**Goal of the exercise**
Start with the first line of the records below. Output each line exactly, ending with the one that contains "point(81, 57)".

**Materials provided**

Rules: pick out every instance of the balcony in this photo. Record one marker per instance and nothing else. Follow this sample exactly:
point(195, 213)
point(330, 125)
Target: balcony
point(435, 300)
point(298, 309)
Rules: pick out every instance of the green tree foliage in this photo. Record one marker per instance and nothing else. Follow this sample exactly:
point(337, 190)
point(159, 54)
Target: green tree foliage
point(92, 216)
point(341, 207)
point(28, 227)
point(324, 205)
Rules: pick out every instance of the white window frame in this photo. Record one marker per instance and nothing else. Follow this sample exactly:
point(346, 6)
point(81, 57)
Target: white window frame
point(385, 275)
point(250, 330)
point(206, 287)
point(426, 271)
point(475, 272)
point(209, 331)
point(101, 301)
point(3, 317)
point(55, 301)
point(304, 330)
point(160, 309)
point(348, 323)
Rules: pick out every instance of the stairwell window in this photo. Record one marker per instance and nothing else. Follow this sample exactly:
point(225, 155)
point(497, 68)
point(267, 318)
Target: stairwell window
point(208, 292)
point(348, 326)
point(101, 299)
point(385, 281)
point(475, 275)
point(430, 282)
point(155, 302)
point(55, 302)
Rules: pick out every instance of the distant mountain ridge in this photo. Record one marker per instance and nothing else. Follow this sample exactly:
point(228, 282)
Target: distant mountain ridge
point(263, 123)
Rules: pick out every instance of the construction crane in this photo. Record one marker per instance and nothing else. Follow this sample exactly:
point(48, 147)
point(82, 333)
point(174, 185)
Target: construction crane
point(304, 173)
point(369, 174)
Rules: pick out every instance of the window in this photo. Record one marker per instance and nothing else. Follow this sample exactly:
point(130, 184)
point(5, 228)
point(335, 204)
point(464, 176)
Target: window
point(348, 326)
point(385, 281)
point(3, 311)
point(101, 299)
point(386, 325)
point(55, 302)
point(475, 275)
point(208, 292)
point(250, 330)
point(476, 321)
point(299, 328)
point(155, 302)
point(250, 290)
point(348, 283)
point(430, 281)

**Answer for the task**
Rules: pick out every instance of the balcony in this photo. Record one marker per instance and nothing else. Follow this sample exactly:
point(195, 213)
point(330, 125)
Target: balcony
point(435, 300)
point(298, 309)
Rules: pick out every instance of the green tree foliage in this photo. Record one marker per instance and nothing else. Follow this sample exactly:
point(337, 190)
point(159, 54)
Target: green tree foliage
point(92, 216)
point(341, 207)
point(28, 227)
point(324, 205)
Rules: pick out every instance of the white window frame in this photo. Record one marker per instance and nothing else. Follow this sample exactly:
point(346, 6)
point(81, 57)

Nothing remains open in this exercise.